What you have to do: Locate each line in the material below that contains the word "construction". Copy every one of those lines.

Records excerpted from a collection:
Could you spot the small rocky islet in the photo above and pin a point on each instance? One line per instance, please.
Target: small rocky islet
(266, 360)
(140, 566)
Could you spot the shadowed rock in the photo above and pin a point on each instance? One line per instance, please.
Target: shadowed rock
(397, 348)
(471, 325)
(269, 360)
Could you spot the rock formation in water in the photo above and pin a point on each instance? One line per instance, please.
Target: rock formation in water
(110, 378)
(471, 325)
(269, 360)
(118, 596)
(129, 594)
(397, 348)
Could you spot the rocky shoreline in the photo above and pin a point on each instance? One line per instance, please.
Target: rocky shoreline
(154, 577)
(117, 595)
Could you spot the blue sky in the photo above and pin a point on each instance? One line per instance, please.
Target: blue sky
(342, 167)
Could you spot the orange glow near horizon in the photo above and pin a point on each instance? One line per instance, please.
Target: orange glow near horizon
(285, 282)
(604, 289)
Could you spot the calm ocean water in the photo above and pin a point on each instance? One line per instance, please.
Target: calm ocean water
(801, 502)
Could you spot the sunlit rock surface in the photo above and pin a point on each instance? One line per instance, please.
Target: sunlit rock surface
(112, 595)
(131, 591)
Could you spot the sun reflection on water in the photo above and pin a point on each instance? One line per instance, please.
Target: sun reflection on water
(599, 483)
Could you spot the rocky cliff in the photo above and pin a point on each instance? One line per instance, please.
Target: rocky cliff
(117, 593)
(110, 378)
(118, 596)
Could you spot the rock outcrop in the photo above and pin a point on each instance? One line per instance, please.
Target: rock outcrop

* * *

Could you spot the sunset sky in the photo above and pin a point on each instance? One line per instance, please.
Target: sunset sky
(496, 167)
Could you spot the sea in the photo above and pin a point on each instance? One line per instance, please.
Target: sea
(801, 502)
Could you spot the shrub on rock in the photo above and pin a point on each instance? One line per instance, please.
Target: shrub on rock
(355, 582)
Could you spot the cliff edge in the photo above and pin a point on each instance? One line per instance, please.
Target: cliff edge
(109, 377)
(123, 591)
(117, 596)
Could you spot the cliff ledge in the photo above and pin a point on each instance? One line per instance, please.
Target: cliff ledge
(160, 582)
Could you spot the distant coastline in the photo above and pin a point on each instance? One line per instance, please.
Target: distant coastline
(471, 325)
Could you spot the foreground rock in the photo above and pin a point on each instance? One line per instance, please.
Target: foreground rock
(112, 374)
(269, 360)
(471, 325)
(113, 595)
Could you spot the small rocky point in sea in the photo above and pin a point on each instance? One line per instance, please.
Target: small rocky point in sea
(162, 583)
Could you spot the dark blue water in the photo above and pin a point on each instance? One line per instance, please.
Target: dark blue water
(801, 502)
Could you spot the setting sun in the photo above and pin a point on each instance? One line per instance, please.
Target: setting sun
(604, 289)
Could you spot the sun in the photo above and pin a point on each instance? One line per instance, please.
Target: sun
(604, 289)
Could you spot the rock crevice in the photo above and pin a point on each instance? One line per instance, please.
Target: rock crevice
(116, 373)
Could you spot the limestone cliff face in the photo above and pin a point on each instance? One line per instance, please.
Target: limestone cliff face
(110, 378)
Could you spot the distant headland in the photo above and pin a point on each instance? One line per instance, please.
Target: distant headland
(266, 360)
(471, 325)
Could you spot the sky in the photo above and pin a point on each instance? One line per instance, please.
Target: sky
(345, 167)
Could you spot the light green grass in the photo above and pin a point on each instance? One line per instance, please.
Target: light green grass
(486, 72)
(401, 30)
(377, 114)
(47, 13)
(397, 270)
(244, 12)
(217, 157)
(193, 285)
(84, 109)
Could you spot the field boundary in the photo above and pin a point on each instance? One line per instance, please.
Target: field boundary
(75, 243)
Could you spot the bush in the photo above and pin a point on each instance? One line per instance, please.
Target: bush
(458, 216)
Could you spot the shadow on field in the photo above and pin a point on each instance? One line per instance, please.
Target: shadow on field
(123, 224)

...

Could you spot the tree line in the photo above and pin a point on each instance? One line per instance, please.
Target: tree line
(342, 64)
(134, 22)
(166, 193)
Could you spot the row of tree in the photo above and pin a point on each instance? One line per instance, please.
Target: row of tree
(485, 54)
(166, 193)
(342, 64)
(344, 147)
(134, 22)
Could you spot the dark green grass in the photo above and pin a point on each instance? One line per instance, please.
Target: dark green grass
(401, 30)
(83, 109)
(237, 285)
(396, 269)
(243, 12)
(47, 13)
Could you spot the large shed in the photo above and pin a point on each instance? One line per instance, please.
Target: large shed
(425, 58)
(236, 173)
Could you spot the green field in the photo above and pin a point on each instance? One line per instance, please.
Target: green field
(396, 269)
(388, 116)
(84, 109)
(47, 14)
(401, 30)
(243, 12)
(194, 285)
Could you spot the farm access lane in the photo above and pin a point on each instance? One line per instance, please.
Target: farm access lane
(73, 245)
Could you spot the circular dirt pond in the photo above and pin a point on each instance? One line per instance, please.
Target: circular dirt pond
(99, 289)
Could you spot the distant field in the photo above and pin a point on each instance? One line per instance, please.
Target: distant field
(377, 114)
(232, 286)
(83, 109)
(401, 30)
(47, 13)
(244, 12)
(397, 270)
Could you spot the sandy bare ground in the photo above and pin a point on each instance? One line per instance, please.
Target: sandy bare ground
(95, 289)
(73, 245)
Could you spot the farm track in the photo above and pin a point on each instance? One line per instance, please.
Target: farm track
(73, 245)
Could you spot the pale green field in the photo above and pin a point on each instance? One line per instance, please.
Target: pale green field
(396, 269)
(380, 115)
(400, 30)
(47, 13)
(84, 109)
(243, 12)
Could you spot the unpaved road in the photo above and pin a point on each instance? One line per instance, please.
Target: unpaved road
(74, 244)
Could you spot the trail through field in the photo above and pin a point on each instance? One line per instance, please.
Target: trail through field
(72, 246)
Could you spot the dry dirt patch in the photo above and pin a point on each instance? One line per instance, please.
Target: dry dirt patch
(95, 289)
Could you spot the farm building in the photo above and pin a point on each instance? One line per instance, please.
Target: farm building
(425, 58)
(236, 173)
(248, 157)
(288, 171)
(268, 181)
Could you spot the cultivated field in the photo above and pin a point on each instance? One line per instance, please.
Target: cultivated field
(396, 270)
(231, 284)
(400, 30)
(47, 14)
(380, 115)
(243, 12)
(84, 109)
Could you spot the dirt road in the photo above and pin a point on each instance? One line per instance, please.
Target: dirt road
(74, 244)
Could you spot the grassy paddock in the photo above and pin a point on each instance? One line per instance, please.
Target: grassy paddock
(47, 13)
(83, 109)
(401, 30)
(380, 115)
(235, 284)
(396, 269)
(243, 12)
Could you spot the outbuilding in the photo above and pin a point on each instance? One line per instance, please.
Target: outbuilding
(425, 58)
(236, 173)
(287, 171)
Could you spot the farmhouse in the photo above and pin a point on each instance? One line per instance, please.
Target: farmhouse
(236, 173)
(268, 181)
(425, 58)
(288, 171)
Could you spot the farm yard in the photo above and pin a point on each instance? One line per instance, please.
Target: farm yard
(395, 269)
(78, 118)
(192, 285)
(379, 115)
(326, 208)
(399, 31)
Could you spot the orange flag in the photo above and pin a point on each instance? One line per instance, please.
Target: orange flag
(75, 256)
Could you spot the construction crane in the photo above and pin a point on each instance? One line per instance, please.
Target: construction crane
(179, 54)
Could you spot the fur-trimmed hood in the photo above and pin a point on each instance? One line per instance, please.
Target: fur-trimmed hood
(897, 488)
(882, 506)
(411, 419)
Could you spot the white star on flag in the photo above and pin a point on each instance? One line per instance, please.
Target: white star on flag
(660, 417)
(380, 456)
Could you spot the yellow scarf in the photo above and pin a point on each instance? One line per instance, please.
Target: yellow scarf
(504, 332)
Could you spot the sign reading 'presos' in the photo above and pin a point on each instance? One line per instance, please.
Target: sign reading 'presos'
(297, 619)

Written answer:
Could you spot the construction crane in the photo above and pin a point on each instance? One line per instance, please.
Target: construction crane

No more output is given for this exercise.